Document source:
◇ ◇ ◇ ◇ ◇
Un pas vers une lutte d'ensemble pour le retrait du projet de loi sur les retraites ?
Les
manifestations du 24 juin ont été un succès. Près de 2
millions de manifestants d'après la CGT, des cortèges nombreux
où se sont retrouvés des salariés du public et du privé, tout
cela témoigne de la révolte qui s'approfondit au sein du monde
du travail face à la politique du gouvernement.
Alors
que Sarkozy espérait avoir neutralisé les syndicats, tout en
multipliant les manœuvres de diversion, les salariés sont
descendus dans la rue pour dire leur colère et leur refus de
son projet de loi sur les retraites. Il devient clair pour
beaucoup de manifestants que le gouvernement veut faire des
retraites une bataille politique pour imposer un rapport de
force global contre l'ensemble des travailleurs. La question
des perspectives pour la lutte devient essentielle.
Jusque-là,
les directions syndicales ont tout fait depuis les mouvements
de l'année dernière pour éviter l'affrontement avec le
pouvoir, acceptant de jouer leur rôle dans la politique du
"dialogue social" qui se complète aujourd'hui de celle du PS
postulant au pouvoir en 2012. Mais l'offensive du gouvernement
et la maturation des consciences sur la crise, ses
conséquences en Grèce, en Espagne, au Portugal, en Angleterre,
... créent une situation nouvelle pour bien des militants et
des travailleurs, cherchant une politique pour la lutte, son
extension, et faire reculer Sarkozy.
◇ ◇ ◇ ◇ ◇
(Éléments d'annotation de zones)

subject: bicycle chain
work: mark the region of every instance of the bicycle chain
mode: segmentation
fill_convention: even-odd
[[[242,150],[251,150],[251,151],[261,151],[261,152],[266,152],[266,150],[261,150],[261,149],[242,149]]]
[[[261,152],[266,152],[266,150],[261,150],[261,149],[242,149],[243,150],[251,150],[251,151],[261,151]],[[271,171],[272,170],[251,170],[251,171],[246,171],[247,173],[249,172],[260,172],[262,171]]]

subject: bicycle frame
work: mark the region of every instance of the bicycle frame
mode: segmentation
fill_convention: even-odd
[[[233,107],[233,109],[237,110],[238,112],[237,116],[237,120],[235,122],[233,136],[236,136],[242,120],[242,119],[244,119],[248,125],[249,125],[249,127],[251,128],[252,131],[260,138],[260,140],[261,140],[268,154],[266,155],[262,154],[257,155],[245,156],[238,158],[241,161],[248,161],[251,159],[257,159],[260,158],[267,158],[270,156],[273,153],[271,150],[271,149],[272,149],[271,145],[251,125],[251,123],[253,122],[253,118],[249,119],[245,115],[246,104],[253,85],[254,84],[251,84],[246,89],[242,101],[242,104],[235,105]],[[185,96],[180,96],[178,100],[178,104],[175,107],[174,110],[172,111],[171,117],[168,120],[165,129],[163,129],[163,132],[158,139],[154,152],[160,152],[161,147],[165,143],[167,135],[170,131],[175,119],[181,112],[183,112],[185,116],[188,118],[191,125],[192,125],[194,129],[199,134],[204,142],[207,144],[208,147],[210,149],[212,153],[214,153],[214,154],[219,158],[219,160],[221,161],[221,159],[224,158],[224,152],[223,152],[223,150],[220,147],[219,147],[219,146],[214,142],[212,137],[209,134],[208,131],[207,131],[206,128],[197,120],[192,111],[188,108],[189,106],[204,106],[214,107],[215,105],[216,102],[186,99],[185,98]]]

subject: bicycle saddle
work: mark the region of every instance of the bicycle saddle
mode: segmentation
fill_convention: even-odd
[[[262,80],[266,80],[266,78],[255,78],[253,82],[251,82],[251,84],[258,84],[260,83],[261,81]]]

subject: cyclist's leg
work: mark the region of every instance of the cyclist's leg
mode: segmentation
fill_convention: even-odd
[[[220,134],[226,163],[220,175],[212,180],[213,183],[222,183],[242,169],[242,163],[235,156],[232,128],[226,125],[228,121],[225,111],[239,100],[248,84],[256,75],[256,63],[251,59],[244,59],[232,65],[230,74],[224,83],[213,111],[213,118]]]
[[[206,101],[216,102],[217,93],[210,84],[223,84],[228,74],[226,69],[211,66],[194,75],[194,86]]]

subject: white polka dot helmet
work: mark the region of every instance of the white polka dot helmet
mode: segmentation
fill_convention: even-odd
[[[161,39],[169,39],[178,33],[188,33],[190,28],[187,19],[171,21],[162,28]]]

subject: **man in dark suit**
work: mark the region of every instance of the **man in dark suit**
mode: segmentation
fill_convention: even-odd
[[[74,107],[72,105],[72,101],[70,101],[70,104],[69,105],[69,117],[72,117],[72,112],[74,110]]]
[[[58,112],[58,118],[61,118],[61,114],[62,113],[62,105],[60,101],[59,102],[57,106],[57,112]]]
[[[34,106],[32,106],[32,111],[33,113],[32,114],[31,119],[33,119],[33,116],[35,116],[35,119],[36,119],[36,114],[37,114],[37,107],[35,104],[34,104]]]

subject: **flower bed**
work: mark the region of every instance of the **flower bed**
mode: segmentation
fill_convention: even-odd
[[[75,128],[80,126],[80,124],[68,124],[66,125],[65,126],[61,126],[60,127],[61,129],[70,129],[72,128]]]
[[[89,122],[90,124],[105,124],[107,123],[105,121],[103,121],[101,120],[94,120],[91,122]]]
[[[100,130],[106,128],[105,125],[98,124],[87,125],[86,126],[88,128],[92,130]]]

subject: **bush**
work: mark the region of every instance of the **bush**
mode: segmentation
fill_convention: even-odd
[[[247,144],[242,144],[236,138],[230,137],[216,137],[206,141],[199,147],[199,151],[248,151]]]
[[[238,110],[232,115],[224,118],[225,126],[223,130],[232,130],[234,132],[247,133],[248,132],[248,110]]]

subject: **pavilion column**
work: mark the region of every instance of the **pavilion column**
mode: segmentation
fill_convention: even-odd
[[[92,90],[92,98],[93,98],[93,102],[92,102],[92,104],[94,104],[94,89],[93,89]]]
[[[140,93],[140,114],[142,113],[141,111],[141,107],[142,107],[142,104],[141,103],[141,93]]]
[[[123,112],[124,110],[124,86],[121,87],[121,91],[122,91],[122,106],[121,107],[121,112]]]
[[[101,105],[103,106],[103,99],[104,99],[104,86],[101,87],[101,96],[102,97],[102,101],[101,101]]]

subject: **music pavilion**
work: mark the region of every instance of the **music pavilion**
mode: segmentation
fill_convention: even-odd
◇ ◇ ◇ ◇ ◇
Consigne écrite:
Reprenez mot pour mot le passage de l'article sur les retraites, en commençant par « Un pas vers » et en allant jusqu'à « politique du gouvernement. ».

Réponse proposée:
Un pas vers une lutte d'ensemble pour le retrait du projet de loi sur les retraites ?
Les
manifestations du 24 juin ont été un succès. Près de 2
millions de manifestants d'après la CGT, des cortèges nombreux
où se sont retrouvés des salariés du public et du privé, tout
cela témoigne de la révolte qui s'approfondit au sein du monde
du travail face à la politique du gouvernement.